**やること:**
a - タイタン号の記事から、「また形状ですが、深海潜水艇は球体が一般的。」から「息子のスレマンさん(19歳)は大学生。」までの部分を一字も変えずに書き出す。
b - タイタン号の事故の記事を、最後の文のあとから引き継いで書き進める。

**抜粋:**
------

その直後、現場海域では爆発音のようなものが検知されていたことをアメリカ海軍高官の話として伝えられています。
この時点でタイタン号は水圧に押しつぶされて大破していた可能性が高く、そうであれば乗船者は即死であったことでしょう。
危険性は以前から指摘されていた
ツアーの運営会社の従業員が5年前、タイタン号の安全性の不備を指摘していました。
水深およそ4000mまで潜れるとされているタイタン号の窓が、1300mの圧力までしか耐えられない物だと主張していたのです。
しかしあろうことか、この従業員はこの指摘の直後、解雇されてしまったのです。
今思えばこの従業員の意見に真摯に耳を傾けていたら、今回の事故は避けられたのかもしれません。
またこのタイタン号は、素材や形状についても特殊だったと言われています。
通常深海艇にはチタンが使用されているのですが、タイタン号はカーボンファイバー製。
カーボンファイバーはチタンに比べ安価で強度も大きいのですが、
タイタン号が向かうような深海底で試されたことはほとんどありません。
また形状ですが、深海潜水艇は球体が一般的。
そうすることで水圧を均等に受けられるからです。
ところがタイタン号は筒のような形をしているので水圧が均等に分散されません。
圧力テストなどへの懸念が専門家から示されていたにもかかわらず、運営会社は警告を聞き入れなかったそうです。
乗客5人のそれぞれの事情
今回の乗客達は、タイタン号が抱えるこのような問題、安全性への危惧を果たして知っていたのでしょうか?
■シャサダ・ダウッド、スレマン・ダウッド親子
父親のシャサダさん(48歳)は実業家でありパキスタン屈指の富豪一家の出身。
さまざまな自然の生息地を探索することに興味があり、タイタニックに関しては子供の頃から夢中だったそうです。
息子のスレマンさん(19歳)は大学生。
今回最も若い犠牲者となってしまったのですが、スレマンさんはこのタイタニック探索ツアーをとても怖がっていたことを親族の方が証言しています。
出発前にスレマンさんと話したという叔母のアズメ・ダウッドさんによると、スレマンさんはもともと乗り気ではなく怖がっていたけれど、父親との絆を深めるために出かけることにしたということです。
その結果がこの悲劇で、父親ともども亡くなってしまうなんて、運命の残酷さを感じてしまいます。
■ハミッシュ・ハーディングさん(58歳)
プライベートジェット販売代理店を経営。
イギリスの冒険家でもありいくつかの探検で偉業を成し遂げた人。
南極へ複数回の旅行に行っていて、昨年は有人飛行で宇宙へ飛び立ったそうです。
宇宙にも行くなんて、さすが富豪ですね。
タイタニック号見学の潜水は昨年6月に予定していたそうですが、潜水艇の損傷で延期されたのだそうです。
そんなことがあったのなら、今回は大丈夫だろうと思ってしまうのは自然の流れかもしれません。
■ポールアンリ・ナルジョレさん(77歳)
元フランス海軍の潜水士。
「ミスター・タイタニック」のニックネームで知られていてどの探検家よりも長い時間をタイタニック沈没現場で過ごしてきたとされています。

------

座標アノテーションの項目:

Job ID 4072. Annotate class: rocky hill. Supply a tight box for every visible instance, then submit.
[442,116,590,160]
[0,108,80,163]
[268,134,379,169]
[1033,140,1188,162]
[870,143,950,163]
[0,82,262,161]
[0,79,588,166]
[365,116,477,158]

------

**解答例:**
a -
また形状ですが、深海潜水艇は球体が一般的。
そうすることで水圧を均等に受けられるからです。
ところがタイタン号は筒のような形をしているので水圧が均等に分散されません。
圧力テストなどへの懸念が専門家から示されていたにもかかわらず、運営会社は警告を聞き入れなかったそうです。
乗客5人のそれぞれの事情
今回の乗客達は、タイタン号が抱えるこのような問題、安全性への危惧を果たして知っていたのでしょうか?
■シャサダ・ダウッド、スレマン・ダウッド親子
父親のシャサダさん(48歳)は実業家でありパキスタン屈指の富豪一家の出身。
さまざまな自然の生息地を探索することに興味があり、タイタニックに関しては子供の頃から夢中だったそうです。
息子のスレマンさん(19歳)は大学生。

b -
タイタニックが発見された2年後の1987年には、沈没現場を最初に訪れた探検隊に加わった方です。
現在はタイタニックの残骸の権利保有会社で、水中調査のディレクターを務めているということですが、
そこまでタイタニックの潜水見学に関して経験豊かそうな方でも、今回のタイタン号の素材や形状の異質さに何も違和感を感じなかったのでしょうか?
■ストックトン・ラッシュさん(61歳)
今回の潜水旅行を運営しているオーシャンゲートの最高経営責任者であり、今回のタイタン号の操縦士であり、経験豊富なエンジニアでもあるそうです。
しかしこの方かなり癖の強い人物のようで、経営者でありながら「安全は全くの無駄だ」という爆弾発言をかましていらっしゃいます。
オーシャンゲートの安全手順に関して、オーシャンゲートの元社員1人と海洋学者達が5年以上に渡り警笛を鳴らしていたようなのですが、スルーし続けていたようです。
昨年のことですがラッシュ氏は記者に対して、
「ただ安全でいたいなら、ベッドから出ず、自動車にも乗らず、何もするなという意味だ。
ある時点で人は何らかのリスクを負うことになるだろう。
全くリスクとリターンの問題だ」
という持論を口にしていました。
安全第一が当たり前である日本人にとっては、公式の場でのこのような発言をする人というのはちょっと理解し難いです。
少なくとも人様を海底深くに連れて行く会社の、最高経営責任者が言っていいこととは思えません。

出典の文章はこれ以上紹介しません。